Task requirements ▸
Edit the entries below so that every "a point for each instance" becomes "one point per instance", and leave all other text untouched.

Data in this exercise ▸
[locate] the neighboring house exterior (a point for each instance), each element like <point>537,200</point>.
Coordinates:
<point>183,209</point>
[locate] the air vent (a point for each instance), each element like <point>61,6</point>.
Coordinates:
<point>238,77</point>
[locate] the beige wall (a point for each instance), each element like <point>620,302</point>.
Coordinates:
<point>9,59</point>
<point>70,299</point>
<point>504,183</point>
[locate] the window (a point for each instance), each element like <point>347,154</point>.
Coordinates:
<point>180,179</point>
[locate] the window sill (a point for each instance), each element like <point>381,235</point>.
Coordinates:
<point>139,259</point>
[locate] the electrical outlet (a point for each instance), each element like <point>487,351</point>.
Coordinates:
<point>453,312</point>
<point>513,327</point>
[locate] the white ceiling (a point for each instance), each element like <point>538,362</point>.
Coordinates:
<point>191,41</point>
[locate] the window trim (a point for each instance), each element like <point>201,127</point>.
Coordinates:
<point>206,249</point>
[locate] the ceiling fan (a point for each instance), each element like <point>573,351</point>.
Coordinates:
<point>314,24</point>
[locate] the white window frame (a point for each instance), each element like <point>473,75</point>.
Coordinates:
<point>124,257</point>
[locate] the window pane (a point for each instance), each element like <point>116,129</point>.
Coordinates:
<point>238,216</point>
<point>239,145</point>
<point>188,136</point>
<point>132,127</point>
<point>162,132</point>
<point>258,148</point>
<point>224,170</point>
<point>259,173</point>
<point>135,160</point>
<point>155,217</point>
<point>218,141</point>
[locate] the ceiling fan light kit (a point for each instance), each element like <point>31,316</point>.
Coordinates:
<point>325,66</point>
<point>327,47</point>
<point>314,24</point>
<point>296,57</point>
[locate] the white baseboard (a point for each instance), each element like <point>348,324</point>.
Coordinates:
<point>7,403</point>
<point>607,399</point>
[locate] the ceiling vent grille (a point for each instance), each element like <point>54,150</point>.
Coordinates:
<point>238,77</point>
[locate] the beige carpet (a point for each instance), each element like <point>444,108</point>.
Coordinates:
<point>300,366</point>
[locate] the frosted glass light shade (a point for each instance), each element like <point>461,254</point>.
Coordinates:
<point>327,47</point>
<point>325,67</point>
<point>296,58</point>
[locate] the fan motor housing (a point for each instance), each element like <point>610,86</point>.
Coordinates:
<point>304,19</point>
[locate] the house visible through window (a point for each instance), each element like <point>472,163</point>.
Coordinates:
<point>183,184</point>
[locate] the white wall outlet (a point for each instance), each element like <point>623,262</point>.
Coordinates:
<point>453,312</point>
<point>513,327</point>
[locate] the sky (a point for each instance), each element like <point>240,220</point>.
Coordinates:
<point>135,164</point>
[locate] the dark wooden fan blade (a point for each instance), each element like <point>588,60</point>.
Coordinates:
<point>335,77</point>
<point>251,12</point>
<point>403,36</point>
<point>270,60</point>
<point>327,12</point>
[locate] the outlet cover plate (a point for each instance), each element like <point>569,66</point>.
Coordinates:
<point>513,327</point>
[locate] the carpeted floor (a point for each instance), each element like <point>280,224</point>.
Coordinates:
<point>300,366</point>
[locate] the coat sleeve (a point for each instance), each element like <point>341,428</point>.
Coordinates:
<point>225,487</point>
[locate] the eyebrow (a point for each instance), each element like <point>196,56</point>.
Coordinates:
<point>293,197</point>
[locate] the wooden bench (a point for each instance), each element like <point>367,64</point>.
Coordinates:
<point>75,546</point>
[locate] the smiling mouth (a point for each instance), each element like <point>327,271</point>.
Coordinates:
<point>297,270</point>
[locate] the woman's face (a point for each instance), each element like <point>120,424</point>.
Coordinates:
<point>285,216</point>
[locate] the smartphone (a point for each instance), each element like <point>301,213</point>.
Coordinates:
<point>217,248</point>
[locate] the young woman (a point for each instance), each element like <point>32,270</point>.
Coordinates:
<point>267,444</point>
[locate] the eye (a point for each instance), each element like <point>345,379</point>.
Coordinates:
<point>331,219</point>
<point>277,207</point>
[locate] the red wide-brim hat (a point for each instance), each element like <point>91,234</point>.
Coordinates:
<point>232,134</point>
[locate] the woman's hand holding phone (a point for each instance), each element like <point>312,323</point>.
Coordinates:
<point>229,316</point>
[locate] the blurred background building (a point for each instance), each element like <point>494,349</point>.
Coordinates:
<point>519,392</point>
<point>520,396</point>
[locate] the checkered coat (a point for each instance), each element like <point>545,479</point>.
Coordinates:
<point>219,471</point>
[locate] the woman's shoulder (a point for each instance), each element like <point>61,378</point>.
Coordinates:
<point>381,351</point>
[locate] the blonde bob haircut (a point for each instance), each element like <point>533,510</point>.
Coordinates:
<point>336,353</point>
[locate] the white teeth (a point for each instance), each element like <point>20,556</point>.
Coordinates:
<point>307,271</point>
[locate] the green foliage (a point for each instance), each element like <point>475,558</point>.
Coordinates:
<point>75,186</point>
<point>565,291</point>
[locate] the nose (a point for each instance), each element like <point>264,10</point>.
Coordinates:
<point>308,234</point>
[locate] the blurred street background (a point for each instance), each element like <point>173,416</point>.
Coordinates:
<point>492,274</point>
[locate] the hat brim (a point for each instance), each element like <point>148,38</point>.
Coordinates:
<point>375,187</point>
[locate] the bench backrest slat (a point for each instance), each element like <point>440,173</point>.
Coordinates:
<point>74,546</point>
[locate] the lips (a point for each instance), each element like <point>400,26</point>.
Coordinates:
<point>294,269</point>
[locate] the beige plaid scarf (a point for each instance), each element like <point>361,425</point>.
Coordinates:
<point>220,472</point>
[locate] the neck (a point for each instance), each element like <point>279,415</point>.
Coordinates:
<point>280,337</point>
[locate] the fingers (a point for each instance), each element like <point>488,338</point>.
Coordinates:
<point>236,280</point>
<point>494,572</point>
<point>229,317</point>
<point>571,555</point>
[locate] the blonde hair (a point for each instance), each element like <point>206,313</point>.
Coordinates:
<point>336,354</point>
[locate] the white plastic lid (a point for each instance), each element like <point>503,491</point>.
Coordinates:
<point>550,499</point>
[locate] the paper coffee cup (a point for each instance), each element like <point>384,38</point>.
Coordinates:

Expected answer ▸
[locate] the neighboring house exterior (one point per instance), each element like <point>537,200</point>.
Coordinates:
<point>183,209</point>
[locate] the air vent (one point per instance), each element like <point>61,6</point>.
Coordinates:
<point>238,77</point>
[locate] the beige wall (one point per instance), each element like <point>620,302</point>.
Coordinates:
<point>9,59</point>
<point>70,299</point>
<point>504,183</point>
[locate] the window (one point per instance), each element like <point>347,154</point>.
Coordinates:
<point>180,179</point>
[locate] the window sill (one point per instance), each element like <point>381,235</point>.
Coordinates:
<point>139,259</point>
[locate] the electrical outlet (one point per instance), each element like <point>487,351</point>.
Coordinates:
<point>453,312</point>
<point>513,327</point>
[locate] the white ceiling (one point per instance), each element like <point>538,362</point>.
Coordinates:
<point>191,41</point>
[locate] the window trim (one point per instance), each element like <point>201,127</point>.
Coordinates:
<point>206,249</point>
[locate] the ceiling fan (one point per instance), each element like <point>573,351</point>.
Coordinates:
<point>314,24</point>
[locate] the white window frame (one point per instance), each element like <point>473,75</point>.
Coordinates:
<point>124,257</point>
[locate] the window pane (one point per instance), each element like <point>116,129</point>.
Coordinates:
<point>238,216</point>
<point>239,145</point>
<point>188,136</point>
<point>132,127</point>
<point>162,132</point>
<point>258,148</point>
<point>224,170</point>
<point>259,173</point>
<point>135,160</point>
<point>155,217</point>
<point>218,141</point>
[locate] the ceiling fan light kit (one point per instance), each element like <point>31,316</point>.
Coordinates:
<point>325,66</point>
<point>327,47</point>
<point>314,24</point>
<point>296,57</point>
[locate] the white baseboard (one point per instance), each element like <point>348,324</point>.
Coordinates:
<point>7,403</point>
<point>607,399</point>
[locate] the ceiling vent grille (one point per instance), each element like <point>54,150</point>.
Coordinates:
<point>238,77</point>
[locate] the beige carpet (one point per instance), each element like <point>444,108</point>.
Coordinates:
<point>300,366</point>
[locate] the frosted glass light shade (one point per instance), each element like <point>461,254</point>.
Coordinates:
<point>327,47</point>
<point>325,67</point>
<point>296,58</point>
[locate] the fan motor housing (one point per instance), each element like <point>610,86</point>.
Coordinates:
<point>304,19</point>
[locate] the house visible through window (one point per instance), each element like <point>472,163</point>.
Coordinates:
<point>183,184</point>
[locate] the white wall outlet (one point per instance), each element like <point>623,262</point>.
Coordinates:
<point>453,312</point>
<point>513,327</point>
[locate] the sky (one point per instance), each element like <point>240,220</point>.
Coordinates:
<point>135,164</point>
[locate] the dark wooden fan blade (one point per instance), each element like <point>588,60</point>.
Coordinates:
<point>335,77</point>
<point>251,12</point>
<point>403,36</point>
<point>270,60</point>
<point>327,12</point>
[locate] the outlet cover plate (one point per instance), each element like <point>569,66</point>.
Coordinates:
<point>513,327</point>
[locate] the carpeted floor (one point per instance), each element like <point>280,224</point>.
Coordinates:
<point>300,366</point>
[locate] the coat sleeve (one point per instance), each element like <point>341,428</point>.
Coordinates:
<point>225,487</point>
[locate] the eyebrow (one point per instance), each element like <point>196,56</point>.
Coordinates:
<point>293,197</point>
[locate] the wooden bench (one point per instance), each element like <point>367,64</point>.
Coordinates:
<point>75,546</point>
[locate] the smiling mouth (one point per instance), each element like <point>327,271</point>.
Coordinates:
<point>297,270</point>
[locate] the woman's face (one point per instance), each element like <point>120,424</point>.
Coordinates:
<point>285,216</point>
[locate] the smartphone (one point per instance), each element like <point>301,213</point>.
Coordinates:
<point>217,248</point>
[locate] the young woman (one point per instance), each element like <point>32,270</point>.
Coordinates:
<point>267,444</point>
[locate] the eye (one point per instance), each element like <point>345,379</point>.
Coordinates:
<point>331,219</point>
<point>277,207</point>
[locate] the red wide-brim hat (one point per instance), each element like <point>91,234</point>.
Coordinates:
<point>232,134</point>
[locate] the woman's hand holding phone (one point per instance), each element like <point>312,323</point>.
Coordinates:
<point>229,316</point>
[locate] the blurred background building (one point per instance), each element like <point>494,349</point>.
Coordinates:
<point>519,392</point>
<point>520,396</point>
[locate] the checkered coat (one point per instance), each element like <point>545,479</point>.
Coordinates:
<point>219,471</point>
[locate] the woman's shoulder (one point per instance), each element like <point>61,378</point>.
Coordinates:
<point>381,351</point>
[locate] the blonde bob haircut (one point per instance), each element like <point>533,510</point>.
Coordinates:
<point>336,353</point>
[locate] the white teeth (one point per instance), each element like <point>20,556</point>.
Coordinates:
<point>307,271</point>
[locate] the green foliage (one point per instance), each element like <point>475,558</point>.
Coordinates:
<point>75,186</point>
<point>565,291</point>
[locate] the nose (one point per instance), each element like <point>264,10</point>.
Coordinates:
<point>308,234</point>
[locate] the blurred street background (one point per instance), each element like <point>173,416</point>.
Coordinates:
<point>492,274</point>
[locate] the hat brim (one point per instance), each element like <point>148,38</point>.
Coordinates:
<point>375,187</point>
[locate] the bench backrest slat (one point per instance), each element like <point>440,173</point>.
Coordinates:
<point>74,546</point>
[locate] the lips (one point per instance), each element like <point>400,26</point>.
Coordinates:
<point>294,269</point>
[locate] the beige plaid scarf (one point per instance), each element like <point>361,425</point>.
Coordinates:
<point>220,472</point>
[locate] the neck (one point per instance), each element like <point>279,415</point>.
Coordinates:
<point>280,337</point>
[locate] the fingers (one point per instance), each element like <point>488,338</point>.
Coordinates:
<point>236,280</point>
<point>494,572</point>
<point>229,317</point>
<point>571,555</point>
[locate] the blonde hair (one point per instance), each element like <point>206,313</point>.
Coordinates:
<point>336,354</point>
[locate] the white plastic lid (one point per instance), each element like <point>503,491</point>.
Coordinates:
<point>550,499</point>
[locate] the paper coffee cup (one point per instance), each element like <point>384,38</point>.
Coordinates:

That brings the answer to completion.